Supplied passage.
========================================
II. Work Product Doctrine
Defendants fail to address the contention in EMC's response brief that Defendants have not raised any issues relating to the work-product doctrine with EMC as required by Local Rule 37.2. Indeed, Defendants' assertion that EMC has failed to provide sufficient detail in its privilege log reflects that, as EMC contends, the parties should address the work-product claims as required by Local Rule 37.2 so that they can be "sufficiently crystallized before this Court decides them." (R. 54-1, EMC's Opp'n, p. 52.) This is especially imperative given that the law governing the work product doctrine differs from the law governing attorney-client privilege. See Fischel & Kahn, 189 Ill. 2d at 591 ("The work product doctrine provides a broader protection than the attorney-client privilege and is designed to protect the right of an attorney to thoroughly prepare his case and to preclude a less diligent adversary attorney from taking undue advantage of the former's efforts."); see also Waste Management, 144 Ill. 2d at 189 (the "attorney-client privilege and work product" doctrine are "separate and distinct protections and waiver of one does not serve as waiver of the other").
For the foregoing reasons, the Court grants in part and denies in part Defendants' motion to compel. EMC is required to disclose the following communications to Defendants by July 27, 2010:
* Communications from Mr. Olsen to Defendants, if any, regarding whether Mr. Olsen reviewed the lease referenced in Count I of the amended complaint and rendered any advice to Defendants regarding the terms of the lease;
* Communications from Mr. Olsen to Defendants, if any, regarding who would repay the note issued to French Hospital referenced in Count II of the complaint;
* Communications from counsel to Defendants, if any, regarding the impact of Illinois charitable trust law on the approval of the $10 million loan to French Hospital referenced in Count II of the amended complaint;
* Communications from counsel to Defendants, if any, regarding whether their decision to write down the French Hospital loan referenced in Count III of the amended complaint was consistent with the board's fiduciary duties and/or Illinois charitable trust law; and
* Communications from counsel to Defendants, if any, regarding whether the $3 million gift to Permian referenced in Count III of the amended complaint was in compliance with Illinois charitable law.
The Court further orders EMC to provide an updated privilege log to Defendants by July 27, 2010 as it relates to Mr. Baudino's advice referenced in Count IV of the amended complaint if EMC determines that it has omitted any relevant communications from the privilege log.
========================================
Supplied data.
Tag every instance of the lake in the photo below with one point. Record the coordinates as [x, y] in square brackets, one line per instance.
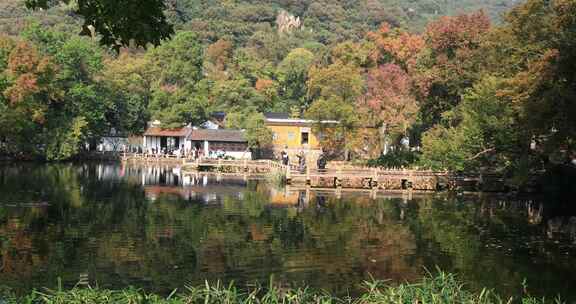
========================================
Exercise tasks.
1. Repeat the court order word for word, beginning at the words "The Court further" and stopping after "the privilege log.".
2. According to the court order, by what date must EMC disclose the listed communications to Defendants?
3. Condense the paragraph of the court order that begins "Defendants fail to address" into a short bulleted list that keeps its main points.

Answers.
1.
The Court further orders EMC to provide an updated privilege log to Defendants by July 27, 2010 as it relates to Mr. Baudino's advice referenced in Count IV of the amended complaint if EMC determines that it has omitted any relevant communications from the privilege log.

2. July 27, 2010.

3.
- Defendants do not respond to EMC's argument that they never raised work-product issues with EMC, as Local Rule 37.2 requires.
- Defendants' claim that EMC's privilege log lacks detail supports EMC's position. The parties should work through the work-product claims under Local Rule 37.2 so the claims are "sufficiently crystallized" before the Court decides them.
- This matters especially because the law on work product differs from the law on attorney-client privilege.
- Under Fischel & Kahn, the work product doctrine offers broader protection than attorney-client privilege. It protects an attorney's right to prepare a case thoroughly and keeps a less diligent adversary from taking undue advantage of that effort.
- Under Waste Management, the two are separate and distinct protections, and waiving one does not waive the other.